*READING PASSAGE*.
Hand Lance or Killing Iron

Description
A hand lance with a long iron shaft and a small oval or leaf-shaped tip was also known as a killing iron. It was designed to dispatch a whale quickly and efficiently, once the mammal came to the water surface for the last time.
The hand lance was stabbed repeatedly into a whale’s thick neck arteries. The sharp leaf-shaped tip allowed easy removal for another thrust. Cutting these arteries prevented the whale from deep dives and hastened its bleeding to death.
Normally, multiple hand lances were carried aboard a whaleboat, so that if one was lost it could be easily replaced without returning to the mother ship for a spare one. By the late 19th century, guns had replaced most hand-thrown harpoons and lances. They were more efficient, more accurate, and safer, for a whaler could shoot a dart at a greater distance from the dangerous whale than a harpoon could be thrown.

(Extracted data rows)
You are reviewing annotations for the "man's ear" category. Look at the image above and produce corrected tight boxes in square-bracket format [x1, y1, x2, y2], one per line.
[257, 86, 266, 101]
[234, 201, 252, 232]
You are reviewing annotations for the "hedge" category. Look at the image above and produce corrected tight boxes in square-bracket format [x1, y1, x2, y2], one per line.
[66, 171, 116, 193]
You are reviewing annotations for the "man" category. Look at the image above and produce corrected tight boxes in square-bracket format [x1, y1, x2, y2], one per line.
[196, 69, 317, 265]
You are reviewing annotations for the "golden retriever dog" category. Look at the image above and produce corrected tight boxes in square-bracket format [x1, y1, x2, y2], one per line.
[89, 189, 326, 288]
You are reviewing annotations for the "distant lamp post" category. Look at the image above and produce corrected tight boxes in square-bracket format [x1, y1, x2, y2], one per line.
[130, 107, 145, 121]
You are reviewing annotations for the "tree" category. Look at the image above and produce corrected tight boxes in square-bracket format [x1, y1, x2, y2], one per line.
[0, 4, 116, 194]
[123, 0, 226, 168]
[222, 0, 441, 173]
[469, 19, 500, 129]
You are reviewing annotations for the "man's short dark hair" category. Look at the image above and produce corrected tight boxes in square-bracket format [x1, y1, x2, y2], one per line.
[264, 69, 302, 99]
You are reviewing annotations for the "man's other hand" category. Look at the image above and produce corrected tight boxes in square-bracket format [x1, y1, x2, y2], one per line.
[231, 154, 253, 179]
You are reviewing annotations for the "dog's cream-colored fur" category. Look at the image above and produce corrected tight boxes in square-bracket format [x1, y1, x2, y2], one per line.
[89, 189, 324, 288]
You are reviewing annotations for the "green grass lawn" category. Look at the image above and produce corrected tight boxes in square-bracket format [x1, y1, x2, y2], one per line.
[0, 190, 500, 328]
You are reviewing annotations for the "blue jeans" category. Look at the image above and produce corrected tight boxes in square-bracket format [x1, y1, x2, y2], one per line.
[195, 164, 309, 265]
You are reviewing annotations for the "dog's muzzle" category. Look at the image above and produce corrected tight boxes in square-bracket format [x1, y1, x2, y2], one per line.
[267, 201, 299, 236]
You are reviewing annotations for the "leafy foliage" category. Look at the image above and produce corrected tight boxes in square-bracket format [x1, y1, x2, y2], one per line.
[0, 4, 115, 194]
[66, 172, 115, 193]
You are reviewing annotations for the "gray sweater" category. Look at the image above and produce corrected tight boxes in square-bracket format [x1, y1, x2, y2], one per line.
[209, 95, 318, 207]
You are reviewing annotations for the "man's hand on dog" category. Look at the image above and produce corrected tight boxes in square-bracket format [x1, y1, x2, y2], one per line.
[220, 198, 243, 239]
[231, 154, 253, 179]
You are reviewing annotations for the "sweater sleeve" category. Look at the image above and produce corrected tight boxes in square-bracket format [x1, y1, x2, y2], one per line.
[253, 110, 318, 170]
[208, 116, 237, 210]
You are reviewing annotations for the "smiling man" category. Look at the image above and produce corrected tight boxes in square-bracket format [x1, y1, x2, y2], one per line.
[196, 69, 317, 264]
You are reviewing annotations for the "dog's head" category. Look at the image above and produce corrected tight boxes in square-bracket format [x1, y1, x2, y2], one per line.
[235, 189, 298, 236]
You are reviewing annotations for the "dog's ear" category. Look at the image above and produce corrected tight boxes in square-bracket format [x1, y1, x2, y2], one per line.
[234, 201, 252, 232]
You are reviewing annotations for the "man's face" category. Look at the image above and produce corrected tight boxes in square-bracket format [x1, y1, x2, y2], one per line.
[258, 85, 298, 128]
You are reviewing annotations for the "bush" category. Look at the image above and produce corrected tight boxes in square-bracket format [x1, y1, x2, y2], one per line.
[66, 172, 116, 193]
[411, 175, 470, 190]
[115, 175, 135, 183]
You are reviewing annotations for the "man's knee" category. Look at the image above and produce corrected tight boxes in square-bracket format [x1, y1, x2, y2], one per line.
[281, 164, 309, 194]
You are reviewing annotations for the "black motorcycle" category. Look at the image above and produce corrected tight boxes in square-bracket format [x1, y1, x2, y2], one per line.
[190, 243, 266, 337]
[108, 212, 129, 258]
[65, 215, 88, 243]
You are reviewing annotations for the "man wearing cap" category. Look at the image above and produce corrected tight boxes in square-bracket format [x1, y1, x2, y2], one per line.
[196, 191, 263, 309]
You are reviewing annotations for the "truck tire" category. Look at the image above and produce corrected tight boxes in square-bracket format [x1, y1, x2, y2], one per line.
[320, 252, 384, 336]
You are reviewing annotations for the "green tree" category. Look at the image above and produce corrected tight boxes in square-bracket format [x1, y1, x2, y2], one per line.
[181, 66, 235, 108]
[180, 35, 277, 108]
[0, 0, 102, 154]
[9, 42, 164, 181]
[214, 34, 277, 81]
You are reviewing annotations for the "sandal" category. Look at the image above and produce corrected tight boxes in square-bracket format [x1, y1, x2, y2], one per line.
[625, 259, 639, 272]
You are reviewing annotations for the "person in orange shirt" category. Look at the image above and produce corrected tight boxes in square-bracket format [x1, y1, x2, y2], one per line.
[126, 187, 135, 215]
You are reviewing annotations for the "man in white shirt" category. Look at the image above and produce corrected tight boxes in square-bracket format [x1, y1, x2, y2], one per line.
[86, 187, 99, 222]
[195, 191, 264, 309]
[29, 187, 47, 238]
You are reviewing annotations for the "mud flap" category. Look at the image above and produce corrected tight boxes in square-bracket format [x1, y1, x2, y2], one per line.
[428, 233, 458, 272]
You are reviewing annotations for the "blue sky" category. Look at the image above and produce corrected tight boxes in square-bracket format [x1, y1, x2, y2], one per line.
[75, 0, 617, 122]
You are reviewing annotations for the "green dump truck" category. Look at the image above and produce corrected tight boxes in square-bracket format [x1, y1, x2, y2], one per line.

*SET TASKS*.
**1)** According to the hand lance description, what had replaced most hand-thrown harpoons and lances by the late 19th century?
**2)** Locate each row above that contains the string "sweater", with case counting, and copy those rows.

*RESPONSES FOR EACH TASK*.
**1)** Guns had replaced most of them.

**2)**
You are reviewing annotations for the "gray sweater" category. Look at the image above and produce corrected tight boxes in square-bracket format [x1, y1, x2, y2], one per line.
You are reviewing annotations for the "sweater sleeve" category. Look at the image above and produce corrected tight boxes in square-bracket format [x1, y1, x2, y2], one per line.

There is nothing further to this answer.